TRY IT –
Copy nothing before the line containing "hey point me at the entire". Reproduce that line and all that follow, exactly, through the end of the records.

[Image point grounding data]

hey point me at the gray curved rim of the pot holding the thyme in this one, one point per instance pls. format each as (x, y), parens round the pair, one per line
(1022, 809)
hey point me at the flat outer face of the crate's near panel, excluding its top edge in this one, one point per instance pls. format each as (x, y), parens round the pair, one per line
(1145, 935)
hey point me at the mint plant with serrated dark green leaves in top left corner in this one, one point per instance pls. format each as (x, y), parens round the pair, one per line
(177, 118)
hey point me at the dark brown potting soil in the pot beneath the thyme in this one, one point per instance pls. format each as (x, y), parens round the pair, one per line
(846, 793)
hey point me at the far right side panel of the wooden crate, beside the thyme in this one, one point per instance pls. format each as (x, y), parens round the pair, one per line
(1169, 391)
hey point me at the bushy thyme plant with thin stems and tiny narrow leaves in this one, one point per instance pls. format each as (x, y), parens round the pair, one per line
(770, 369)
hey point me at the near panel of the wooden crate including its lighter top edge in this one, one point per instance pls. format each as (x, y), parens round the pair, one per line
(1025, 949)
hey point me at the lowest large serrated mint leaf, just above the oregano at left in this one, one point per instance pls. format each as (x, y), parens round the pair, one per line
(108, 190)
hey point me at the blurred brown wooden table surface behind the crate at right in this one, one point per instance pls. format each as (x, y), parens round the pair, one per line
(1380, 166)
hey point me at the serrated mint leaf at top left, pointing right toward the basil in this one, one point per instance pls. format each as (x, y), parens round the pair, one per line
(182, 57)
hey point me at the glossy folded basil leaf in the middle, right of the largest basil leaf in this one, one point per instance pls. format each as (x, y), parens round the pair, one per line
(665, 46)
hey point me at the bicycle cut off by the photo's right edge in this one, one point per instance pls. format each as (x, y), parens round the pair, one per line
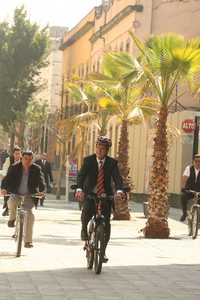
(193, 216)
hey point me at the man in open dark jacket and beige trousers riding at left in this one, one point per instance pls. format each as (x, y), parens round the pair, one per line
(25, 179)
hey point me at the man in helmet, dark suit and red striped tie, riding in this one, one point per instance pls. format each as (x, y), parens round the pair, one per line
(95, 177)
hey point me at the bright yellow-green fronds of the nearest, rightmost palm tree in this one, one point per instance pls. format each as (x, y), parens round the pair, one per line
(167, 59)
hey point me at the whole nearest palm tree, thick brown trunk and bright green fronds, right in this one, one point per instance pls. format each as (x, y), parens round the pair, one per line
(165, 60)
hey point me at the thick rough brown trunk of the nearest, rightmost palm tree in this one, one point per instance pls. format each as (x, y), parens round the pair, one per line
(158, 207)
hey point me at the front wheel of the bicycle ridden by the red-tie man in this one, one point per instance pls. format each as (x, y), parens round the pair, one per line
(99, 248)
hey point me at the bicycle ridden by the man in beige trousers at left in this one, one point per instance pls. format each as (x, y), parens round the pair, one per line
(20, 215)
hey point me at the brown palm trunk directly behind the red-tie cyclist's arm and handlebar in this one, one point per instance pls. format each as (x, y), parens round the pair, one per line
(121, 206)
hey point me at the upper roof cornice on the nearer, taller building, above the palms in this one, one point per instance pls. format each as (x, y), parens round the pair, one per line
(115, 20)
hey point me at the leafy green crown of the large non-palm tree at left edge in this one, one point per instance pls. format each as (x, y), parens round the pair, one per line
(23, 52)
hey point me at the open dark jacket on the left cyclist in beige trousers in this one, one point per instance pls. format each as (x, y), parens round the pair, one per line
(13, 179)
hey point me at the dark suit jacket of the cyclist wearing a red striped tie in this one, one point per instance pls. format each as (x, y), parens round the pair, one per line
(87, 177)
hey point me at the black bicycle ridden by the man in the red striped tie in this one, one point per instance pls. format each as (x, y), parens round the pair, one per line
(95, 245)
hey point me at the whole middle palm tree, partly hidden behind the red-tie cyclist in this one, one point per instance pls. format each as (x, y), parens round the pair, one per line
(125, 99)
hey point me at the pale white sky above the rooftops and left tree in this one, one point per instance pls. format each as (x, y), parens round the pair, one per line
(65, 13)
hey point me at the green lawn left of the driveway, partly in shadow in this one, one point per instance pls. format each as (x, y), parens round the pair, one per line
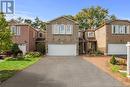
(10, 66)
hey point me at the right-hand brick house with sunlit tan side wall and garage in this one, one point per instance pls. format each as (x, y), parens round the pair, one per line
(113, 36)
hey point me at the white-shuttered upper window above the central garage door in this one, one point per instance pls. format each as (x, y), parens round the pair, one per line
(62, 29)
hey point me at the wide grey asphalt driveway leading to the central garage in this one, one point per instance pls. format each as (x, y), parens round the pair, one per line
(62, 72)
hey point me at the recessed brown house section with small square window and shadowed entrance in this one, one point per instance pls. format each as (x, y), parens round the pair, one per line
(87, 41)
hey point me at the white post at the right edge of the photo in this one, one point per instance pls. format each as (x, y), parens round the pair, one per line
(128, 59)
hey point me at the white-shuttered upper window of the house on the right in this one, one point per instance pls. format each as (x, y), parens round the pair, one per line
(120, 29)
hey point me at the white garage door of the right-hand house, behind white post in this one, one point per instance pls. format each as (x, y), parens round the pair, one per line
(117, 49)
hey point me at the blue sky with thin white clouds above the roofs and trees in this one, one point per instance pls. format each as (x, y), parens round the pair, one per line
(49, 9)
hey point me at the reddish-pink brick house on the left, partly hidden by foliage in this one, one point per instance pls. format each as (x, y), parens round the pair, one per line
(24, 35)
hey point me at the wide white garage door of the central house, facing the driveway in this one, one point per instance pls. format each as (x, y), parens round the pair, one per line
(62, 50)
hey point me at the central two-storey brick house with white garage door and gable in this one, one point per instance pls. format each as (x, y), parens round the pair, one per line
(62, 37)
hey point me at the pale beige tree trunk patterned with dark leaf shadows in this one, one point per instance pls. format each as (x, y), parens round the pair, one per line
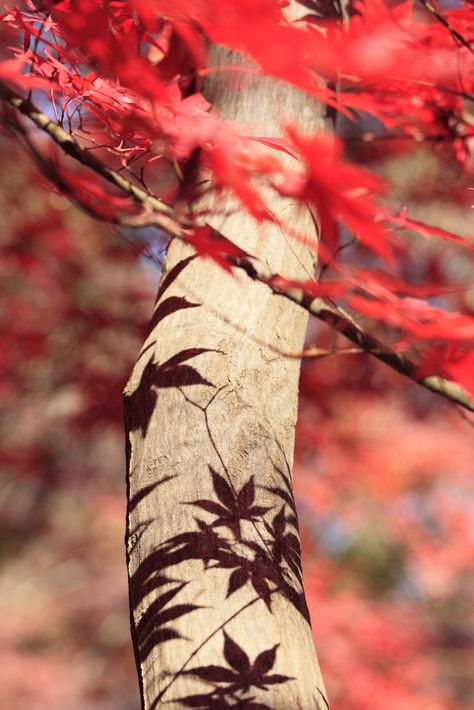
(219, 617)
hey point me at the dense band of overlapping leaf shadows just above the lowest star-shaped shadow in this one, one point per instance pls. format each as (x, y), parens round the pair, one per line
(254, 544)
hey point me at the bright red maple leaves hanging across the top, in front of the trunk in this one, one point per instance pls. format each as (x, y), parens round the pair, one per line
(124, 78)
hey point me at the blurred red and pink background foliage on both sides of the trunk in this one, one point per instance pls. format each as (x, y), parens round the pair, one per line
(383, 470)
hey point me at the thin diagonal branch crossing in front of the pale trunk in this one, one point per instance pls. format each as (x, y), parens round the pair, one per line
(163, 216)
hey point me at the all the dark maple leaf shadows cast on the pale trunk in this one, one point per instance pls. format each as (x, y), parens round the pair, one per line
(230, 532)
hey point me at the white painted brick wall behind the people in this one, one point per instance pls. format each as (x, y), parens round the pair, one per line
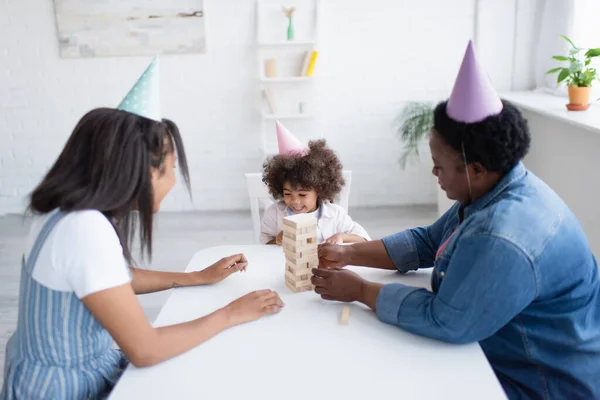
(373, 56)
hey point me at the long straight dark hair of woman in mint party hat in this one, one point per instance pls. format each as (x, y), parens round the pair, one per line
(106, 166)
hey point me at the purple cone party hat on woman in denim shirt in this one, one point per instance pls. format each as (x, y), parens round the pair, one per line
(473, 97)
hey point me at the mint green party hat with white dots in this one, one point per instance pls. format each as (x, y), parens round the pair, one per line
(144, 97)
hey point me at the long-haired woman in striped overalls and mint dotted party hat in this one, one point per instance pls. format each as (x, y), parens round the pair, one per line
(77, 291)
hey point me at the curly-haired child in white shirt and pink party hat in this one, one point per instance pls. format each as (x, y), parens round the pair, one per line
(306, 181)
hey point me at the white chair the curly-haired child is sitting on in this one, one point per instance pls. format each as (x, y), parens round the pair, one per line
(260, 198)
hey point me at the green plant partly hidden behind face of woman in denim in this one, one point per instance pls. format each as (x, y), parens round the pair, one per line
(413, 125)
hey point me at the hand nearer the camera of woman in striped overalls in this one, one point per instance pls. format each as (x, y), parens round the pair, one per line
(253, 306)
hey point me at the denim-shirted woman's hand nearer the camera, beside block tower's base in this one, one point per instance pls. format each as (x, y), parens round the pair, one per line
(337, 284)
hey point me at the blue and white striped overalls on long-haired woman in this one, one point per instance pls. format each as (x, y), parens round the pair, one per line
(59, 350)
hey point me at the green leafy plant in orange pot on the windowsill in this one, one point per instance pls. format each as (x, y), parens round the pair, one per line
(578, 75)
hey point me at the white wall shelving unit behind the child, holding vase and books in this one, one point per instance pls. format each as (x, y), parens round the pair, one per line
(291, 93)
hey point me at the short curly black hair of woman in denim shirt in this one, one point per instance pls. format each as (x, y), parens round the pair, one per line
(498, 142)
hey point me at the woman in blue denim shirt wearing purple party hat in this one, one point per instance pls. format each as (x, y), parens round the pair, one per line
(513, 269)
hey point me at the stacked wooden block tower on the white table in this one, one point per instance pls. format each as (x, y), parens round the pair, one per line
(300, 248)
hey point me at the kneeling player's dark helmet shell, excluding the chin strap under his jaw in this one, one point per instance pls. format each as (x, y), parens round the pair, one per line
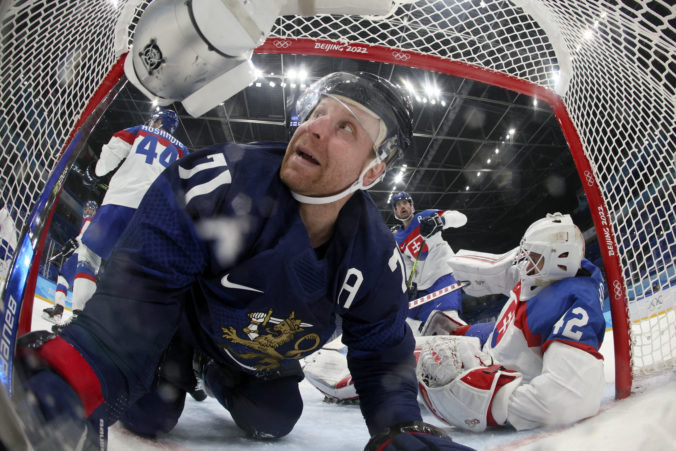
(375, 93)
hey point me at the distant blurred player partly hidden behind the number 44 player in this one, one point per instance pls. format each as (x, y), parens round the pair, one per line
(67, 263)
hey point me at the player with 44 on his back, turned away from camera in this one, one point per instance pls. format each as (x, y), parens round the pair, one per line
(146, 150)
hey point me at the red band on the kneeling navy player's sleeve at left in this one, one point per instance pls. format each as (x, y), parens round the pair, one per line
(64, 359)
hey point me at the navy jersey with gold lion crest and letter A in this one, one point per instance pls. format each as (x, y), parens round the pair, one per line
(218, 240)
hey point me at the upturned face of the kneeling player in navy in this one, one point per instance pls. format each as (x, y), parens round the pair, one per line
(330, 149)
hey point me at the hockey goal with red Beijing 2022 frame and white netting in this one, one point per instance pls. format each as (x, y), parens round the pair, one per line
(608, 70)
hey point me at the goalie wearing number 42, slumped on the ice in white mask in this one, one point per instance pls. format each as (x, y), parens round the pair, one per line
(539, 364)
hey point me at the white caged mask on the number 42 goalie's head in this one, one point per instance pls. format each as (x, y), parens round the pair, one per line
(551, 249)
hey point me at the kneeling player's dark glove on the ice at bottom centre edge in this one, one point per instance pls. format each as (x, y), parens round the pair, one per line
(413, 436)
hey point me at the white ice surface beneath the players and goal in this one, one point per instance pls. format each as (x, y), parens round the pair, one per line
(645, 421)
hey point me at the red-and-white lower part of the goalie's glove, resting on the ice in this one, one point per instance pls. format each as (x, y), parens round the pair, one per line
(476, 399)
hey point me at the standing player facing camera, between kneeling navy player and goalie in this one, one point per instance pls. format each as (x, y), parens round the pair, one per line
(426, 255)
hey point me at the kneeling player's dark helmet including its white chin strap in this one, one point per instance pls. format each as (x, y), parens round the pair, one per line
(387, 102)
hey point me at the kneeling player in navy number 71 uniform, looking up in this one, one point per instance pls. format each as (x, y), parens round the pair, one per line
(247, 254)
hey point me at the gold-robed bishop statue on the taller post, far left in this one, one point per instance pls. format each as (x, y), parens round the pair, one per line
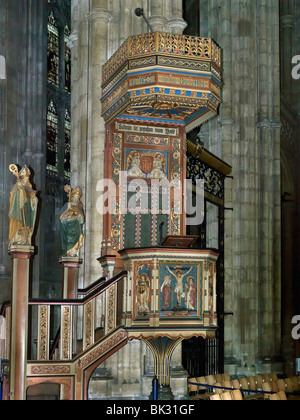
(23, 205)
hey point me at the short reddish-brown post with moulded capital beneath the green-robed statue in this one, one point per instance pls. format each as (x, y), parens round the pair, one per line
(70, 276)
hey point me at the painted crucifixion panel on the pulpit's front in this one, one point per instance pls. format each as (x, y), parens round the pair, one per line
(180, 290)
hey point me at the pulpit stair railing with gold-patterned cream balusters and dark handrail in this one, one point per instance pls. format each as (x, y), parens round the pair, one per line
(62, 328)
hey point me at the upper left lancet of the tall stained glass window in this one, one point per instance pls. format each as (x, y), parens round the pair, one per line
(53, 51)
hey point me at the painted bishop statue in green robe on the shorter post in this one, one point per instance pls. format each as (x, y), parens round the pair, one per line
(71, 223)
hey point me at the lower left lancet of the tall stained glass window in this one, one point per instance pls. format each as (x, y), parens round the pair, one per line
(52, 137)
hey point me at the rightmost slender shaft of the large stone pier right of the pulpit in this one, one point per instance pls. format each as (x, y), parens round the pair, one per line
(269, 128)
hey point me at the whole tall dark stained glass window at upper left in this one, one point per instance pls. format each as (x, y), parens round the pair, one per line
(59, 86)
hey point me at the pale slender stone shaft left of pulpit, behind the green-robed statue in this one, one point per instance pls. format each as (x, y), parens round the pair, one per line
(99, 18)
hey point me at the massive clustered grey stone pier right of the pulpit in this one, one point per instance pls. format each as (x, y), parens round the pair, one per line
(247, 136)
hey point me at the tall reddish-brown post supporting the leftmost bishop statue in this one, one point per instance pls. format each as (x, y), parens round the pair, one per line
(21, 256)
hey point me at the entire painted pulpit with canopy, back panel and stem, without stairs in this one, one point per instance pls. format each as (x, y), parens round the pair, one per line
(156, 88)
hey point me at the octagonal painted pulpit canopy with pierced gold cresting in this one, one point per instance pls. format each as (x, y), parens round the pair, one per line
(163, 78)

REPLY TO THE TASK –
hey point me at the entire painted pulpit with canopy, back panel and stem, without stairs in this one, one point per instance pls. format each as (x, y), parens round the pair, one per line
(156, 88)
hey point me at the octagonal painted pulpit canopy with pierced gold cresting in this one, one point per instance pls. format each as (x, y), parens round the pair, one per line
(163, 78)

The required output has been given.